→ **Problem description**
Print every one of the entries below verbatim, line for line, without changing anything.

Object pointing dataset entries
------------------------------------------------------------

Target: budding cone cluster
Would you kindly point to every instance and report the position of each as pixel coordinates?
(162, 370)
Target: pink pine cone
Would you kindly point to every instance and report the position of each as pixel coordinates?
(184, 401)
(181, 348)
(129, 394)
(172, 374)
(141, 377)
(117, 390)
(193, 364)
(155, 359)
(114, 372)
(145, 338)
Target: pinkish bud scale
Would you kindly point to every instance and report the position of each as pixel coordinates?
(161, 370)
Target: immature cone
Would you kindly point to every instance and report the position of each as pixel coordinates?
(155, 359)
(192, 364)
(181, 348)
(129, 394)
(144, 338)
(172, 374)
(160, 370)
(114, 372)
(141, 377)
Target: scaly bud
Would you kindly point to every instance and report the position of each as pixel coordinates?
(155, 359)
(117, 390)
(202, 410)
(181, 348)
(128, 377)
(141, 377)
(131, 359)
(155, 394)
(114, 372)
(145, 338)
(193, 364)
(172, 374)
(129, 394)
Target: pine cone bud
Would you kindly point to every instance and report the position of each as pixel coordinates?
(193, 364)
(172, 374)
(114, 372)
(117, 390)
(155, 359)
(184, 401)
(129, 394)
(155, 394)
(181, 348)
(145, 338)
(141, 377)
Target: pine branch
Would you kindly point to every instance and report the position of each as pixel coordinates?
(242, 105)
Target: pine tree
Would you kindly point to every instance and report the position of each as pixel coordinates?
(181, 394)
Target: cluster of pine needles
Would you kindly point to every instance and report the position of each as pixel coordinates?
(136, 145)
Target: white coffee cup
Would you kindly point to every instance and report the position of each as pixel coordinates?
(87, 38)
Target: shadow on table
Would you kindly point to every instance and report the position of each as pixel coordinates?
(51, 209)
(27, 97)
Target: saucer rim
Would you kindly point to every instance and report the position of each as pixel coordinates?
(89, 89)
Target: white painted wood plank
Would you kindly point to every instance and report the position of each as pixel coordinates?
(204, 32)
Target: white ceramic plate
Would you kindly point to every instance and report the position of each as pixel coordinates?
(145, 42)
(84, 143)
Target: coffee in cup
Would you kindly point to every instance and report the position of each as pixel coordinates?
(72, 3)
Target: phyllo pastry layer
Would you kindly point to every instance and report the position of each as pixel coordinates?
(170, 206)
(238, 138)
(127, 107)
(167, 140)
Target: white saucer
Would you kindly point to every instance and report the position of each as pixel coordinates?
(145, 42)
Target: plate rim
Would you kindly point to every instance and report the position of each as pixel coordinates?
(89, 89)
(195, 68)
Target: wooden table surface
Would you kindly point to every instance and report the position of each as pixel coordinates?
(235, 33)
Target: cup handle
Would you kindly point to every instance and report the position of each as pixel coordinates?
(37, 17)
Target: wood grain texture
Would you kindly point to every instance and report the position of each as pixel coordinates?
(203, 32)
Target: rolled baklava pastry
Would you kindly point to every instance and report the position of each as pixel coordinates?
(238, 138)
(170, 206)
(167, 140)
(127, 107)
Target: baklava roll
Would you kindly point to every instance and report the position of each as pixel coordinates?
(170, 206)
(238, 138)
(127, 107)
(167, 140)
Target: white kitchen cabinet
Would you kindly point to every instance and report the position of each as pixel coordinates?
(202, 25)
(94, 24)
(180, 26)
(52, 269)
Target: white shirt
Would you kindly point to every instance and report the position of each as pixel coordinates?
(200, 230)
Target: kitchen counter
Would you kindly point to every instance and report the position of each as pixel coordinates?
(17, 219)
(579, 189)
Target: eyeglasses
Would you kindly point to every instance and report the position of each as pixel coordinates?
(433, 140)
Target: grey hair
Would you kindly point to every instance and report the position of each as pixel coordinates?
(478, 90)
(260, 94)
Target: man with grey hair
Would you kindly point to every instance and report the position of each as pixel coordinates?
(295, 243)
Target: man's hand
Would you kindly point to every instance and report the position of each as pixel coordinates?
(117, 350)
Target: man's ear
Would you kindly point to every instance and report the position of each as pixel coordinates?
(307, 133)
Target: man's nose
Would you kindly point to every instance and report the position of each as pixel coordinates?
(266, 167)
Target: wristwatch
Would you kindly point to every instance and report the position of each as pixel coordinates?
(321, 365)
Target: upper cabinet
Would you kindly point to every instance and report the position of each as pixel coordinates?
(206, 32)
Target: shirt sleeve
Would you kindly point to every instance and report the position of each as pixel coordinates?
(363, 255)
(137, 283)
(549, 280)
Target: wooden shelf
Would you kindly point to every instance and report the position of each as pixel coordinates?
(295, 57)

------------------------------------------------------------

→ **The reply**
Target: budding cone cluster
Would you kindly point to every instance and report the position of each as pixel coordinates?
(162, 370)
Target: pink pine cone
Would you kindly point to every instance and report the position of each as pixel coordinates?
(184, 401)
(181, 348)
(129, 394)
(172, 374)
(141, 377)
(117, 390)
(193, 364)
(155, 359)
(114, 372)
(145, 338)
Target: pinkish bud scale
Would you kindly point to every instance and report the position of each as pixel coordinates?
(161, 370)
Target: immature cone
Would you kindly point to every instance and report the position of each as pixel coordinates?
(155, 359)
(192, 364)
(181, 348)
(129, 394)
(144, 338)
(172, 374)
(160, 370)
(114, 372)
(141, 377)
Target: scaly bud
Would you kindly point to every instance and report the position of each as pixel coordinates?
(155, 359)
(117, 390)
(202, 410)
(181, 348)
(128, 377)
(141, 377)
(131, 359)
(155, 394)
(114, 372)
(145, 338)
(193, 364)
(172, 374)
(129, 394)
Target: pine cone bud
Would you kindly point to every instance and report the position of each as pixel coordinates?
(193, 364)
(172, 374)
(114, 372)
(117, 390)
(155, 359)
(184, 401)
(129, 394)
(155, 394)
(181, 348)
(145, 338)
(141, 377)
Target: pine branch
Would you kindly point to every instance and report the position of each as pixel coordinates?
(242, 105)
Target: pine tree
Would you kindly point to every instance and report the position of each as pixel coordinates?
(181, 394)
Target: cluster of pine needles
Would you kindly point to every instance and report the position of each as pixel coordinates?
(136, 145)
Target: white coffee cup
Would you kindly point to every instance and report the position of each as pixel coordinates?
(87, 38)
Target: shadow on table
Would you kindly point to every instance and report the position of each as pixel coordinates?
(51, 209)
(27, 97)
Target: saucer rim
Would you kindly point to every instance and report the position of each as pixel coordinates?
(89, 89)
Target: white painted wood plank
Would you kindly point to every instance and report the position of each as pixel coordinates?
(204, 32)
Target: white ceramic plate
Would you kindly point to every instance and report the position of each as pixel coordinates?
(145, 42)
(84, 143)
Target: coffee in cup
Would you kindly point to every instance and report the position of each as pixel coordinates?
(72, 3)
Target: phyllo pastry layer
Would you kindly point to every instance and report the position of each as pixel coordinates?
(170, 206)
(238, 138)
(127, 107)
(167, 140)
Target: white saucer
Would you kindly point to every instance and report the position of each as pixel coordinates?
(145, 42)
Target: plate rim
Would you kindly point to every instance and report the position of each as pixel coordinates?
(89, 89)
(195, 68)
Target: wooden table surface
Would you kindly point to every instance and report the position of each as pixel coordinates?
(235, 33)
Target: cup handle
Would you kindly point to every instance and report the position of each as pixel coordinates?
(37, 17)
Target: wood grain texture
Would you kindly point to every instance and report the position of each as pixel coordinates?
(203, 32)
Target: rolled baklava pastry
Would you kindly point to every instance and report the position of each as pixel coordinates?
(238, 138)
(170, 206)
(167, 140)
(127, 107)
Target: baklava roll
Would you kindly point to every instance and report the position of each as pixel coordinates?
(170, 206)
(238, 138)
(127, 107)
(167, 140)
Target: white kitchen cabinet
Would you kindly point to every instance and report the position of each as pixel coordinates?
(202, 25)
(94, 24)
(180, 26)
(52, 269)
Target: white shirt
Would you kindly point to every instance and report the position of each as pixel coordinates?
(200, 230)
Target: kitchen counter
Would you kindly point to every instance and report the position of each as pixel coordinates?
(17, 219)
(579, 189)
Target: eyeglasses
Would you kindly point to every instance and report the position of each as pixel coordinates?
(433, 140)
Target: grey hair
Would you kindly point to every instance and report the position of each as pixel coordinates?
(478, 90)
(260, 94)
Target: man with grey hair
Would you kindly point to every instance and report the position of each as pixel coordinates?
(295, 243)
Target: man's hand
Would you kindly point to every instance and report the position of each as pixel coordinates?
(117, 350)
Target: man's ear
Would you kindly point to every instance and report the position of each as pixel coordinates?
(307, 133)
Target: man's nose
Would you kindly point to every instance and report the position of each as pixel coordinates?
(266, 167)
Target: wristwatch
Would you kindly point to every instance and report the position of each as pixel coordinates?
(321, 365)
Target: upper cabinet
Would you kindly point to every instance and report the position of each as pixel coordinates?
(206, 32)
Target: shirt sleeve
Would you kindly point to every instance and report the position of each as pixel coordinates?
(363, 255)
(137, 283)
(549, 280)
Target: wooden shelf
Would you kindly point to every instance and report the position of each as pixel coordinates?
(295, 57)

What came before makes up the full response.